(SUPPLIED TEXT begins)
Gazans Returning To Jabalia Describe ‘Horrifying’ Destruction

PALESTINIANS who have returned to Jabalia refugee camp in northern Gaza in recent days have expressed shock at the level of destruction following a three-week Israeli military operation there against Hamas and other Palestinian armed groups.

One displaced man who was among the more than 60,000 people who fled the intense battles and bombardment in the camp and its surrounding area last month said he had witnessed “horrifying scenes”.

“Even the sand beneath our feet is scorched; it’s unbearable to walk on,” he told BBC Arabic. “The streets are strewn with rubble and demolished buildings. Words fail to describe the devastation.”

The man – who asked not to be named – also said he had seen injured and dead people “lying on the ground” and that essential services and goods were not available.

“There is no electricity or water. There are no clinics or medicines,” he added. “Wells have been destroyed, shops and supermarkets demolished, and there is a shortage of food.”

The town of Jabalia and its decades-old urban refugee camp – the largest in Gaza, with more than 110,000 registered residents – witnessed weeks of devastating bombardment and fighting after the start of the war between Israel and Hamas in October.

The Israel Defense Forces (IDF) said troops had secured control over the camp at the end of December after a series of operations in which it said “many terrorists” were killed.

It subsequently scaled down combat operations across northern Gaza, declaring that Hamas’s local battalions had been dismantled. But that left a power vacuum in which the group was able to rebuild.

On 12 May, the IDF said troops were going back into Jabalia for an operation “based on intelligence information regarding attempts by Hamas to reassemble its terrorist infrastructure and operatives in the area”.

Over the next three weeks, battles raged as tanks and troops advanced into the refugee camp under the cover of intense air and artillery strikes. One military official described the fighting as “perhaps the fiercest” they had seen over the past seven months.

On Friday, the IDF announced that troops had completed their mission, having “eliminated hundreds of terrorists in intense combat and close-quarters encounters” and destroyed dozens of “terrorist infrastructure and combat compounds”.

The troops also located and destroyed more than 10km (six miles) of an underground tunnel network and retrieved the bodies of seven Israelis taken hostage by Hamas in October, it said.
(SUPPLIED TEXT ends)
(SUPPLIED ENTRIES begins)
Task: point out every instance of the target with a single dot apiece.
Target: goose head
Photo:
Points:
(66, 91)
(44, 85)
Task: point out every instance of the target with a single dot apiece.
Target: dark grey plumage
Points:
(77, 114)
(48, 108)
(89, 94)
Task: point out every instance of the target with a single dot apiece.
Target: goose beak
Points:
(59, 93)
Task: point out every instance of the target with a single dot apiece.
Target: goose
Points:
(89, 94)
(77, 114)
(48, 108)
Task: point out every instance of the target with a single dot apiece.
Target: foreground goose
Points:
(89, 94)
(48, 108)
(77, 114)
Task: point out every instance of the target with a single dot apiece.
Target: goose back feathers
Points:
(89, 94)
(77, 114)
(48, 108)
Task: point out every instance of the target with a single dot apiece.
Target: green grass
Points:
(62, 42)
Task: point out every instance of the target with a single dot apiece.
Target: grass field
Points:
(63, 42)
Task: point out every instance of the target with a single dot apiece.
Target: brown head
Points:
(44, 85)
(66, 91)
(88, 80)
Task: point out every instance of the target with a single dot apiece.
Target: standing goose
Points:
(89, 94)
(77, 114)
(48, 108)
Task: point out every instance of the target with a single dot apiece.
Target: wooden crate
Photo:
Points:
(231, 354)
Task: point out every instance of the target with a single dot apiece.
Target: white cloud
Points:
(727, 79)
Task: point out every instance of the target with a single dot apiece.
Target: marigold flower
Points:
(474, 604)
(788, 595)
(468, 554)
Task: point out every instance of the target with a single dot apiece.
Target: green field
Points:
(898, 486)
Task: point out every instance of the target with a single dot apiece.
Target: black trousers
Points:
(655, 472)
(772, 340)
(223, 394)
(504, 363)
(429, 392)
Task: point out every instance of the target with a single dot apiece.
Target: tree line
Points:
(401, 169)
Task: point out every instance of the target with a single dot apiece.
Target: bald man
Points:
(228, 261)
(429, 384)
(SUPPLIED ENTRIES ends)
__WHAT YOU WILL DO__:
• 1. Decide whether each statement agrees with the article on Jabalia, answering yes or no and quoting the deciding words of the article: (a) More than 60,000 people fled the fighting in the camp and its surrounding area. (b) The IDF said its troops secured control over the camp at the end of October. (c) The IDF said troops destroyed more than 10km of an underground tunnel network.
• 2. Return the stretch of the article on Jabalia from "Over the next" through "past seven months.", copied word for word.

__SOLUTIONS BY TASK__:
• 1.
(a) Yes: "more than 60,000 people who fled the intense battles and bombardment in the camp and its surrounding area last month"
(b) No: "troops had secured control over the camp at the end of December"
(c) Yes: "destroyed more than 10km (six miles) of an underground tunnel network"

• 2.
Over the next three weeks, battles raged as tanks and troops advanced into the refugee camp under the cover of intense air and artillery strikes. One military official described the fighting as “perhaps the fiercest” they had seen over the past seven months.